Task directions:
Copy out the data below word for word, starting with the line containing "of the shadow" and continuing through the line containing "M 22 85 L 35 151 L 97 123 Z".

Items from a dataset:
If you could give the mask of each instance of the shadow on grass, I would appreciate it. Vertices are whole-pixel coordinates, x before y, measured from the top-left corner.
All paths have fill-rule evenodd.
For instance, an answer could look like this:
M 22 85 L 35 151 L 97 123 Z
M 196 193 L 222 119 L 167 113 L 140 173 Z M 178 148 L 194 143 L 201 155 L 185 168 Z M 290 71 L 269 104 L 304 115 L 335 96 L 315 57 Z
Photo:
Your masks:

---

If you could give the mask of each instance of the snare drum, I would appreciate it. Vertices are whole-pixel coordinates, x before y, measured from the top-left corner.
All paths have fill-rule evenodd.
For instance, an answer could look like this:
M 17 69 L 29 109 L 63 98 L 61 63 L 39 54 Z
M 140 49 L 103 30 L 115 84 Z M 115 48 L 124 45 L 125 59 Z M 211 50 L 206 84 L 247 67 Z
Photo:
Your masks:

Solution:
If you could give the mask of each instance of the shadow on grass, I would appreciate it. Vertices are whole-pixel coordinates, x before y, measured from the top-left corner.
All paths have fill-rule evenodd.
For instance, an answer could look like this:
M 22 85 L 35 151 L 97 123 Z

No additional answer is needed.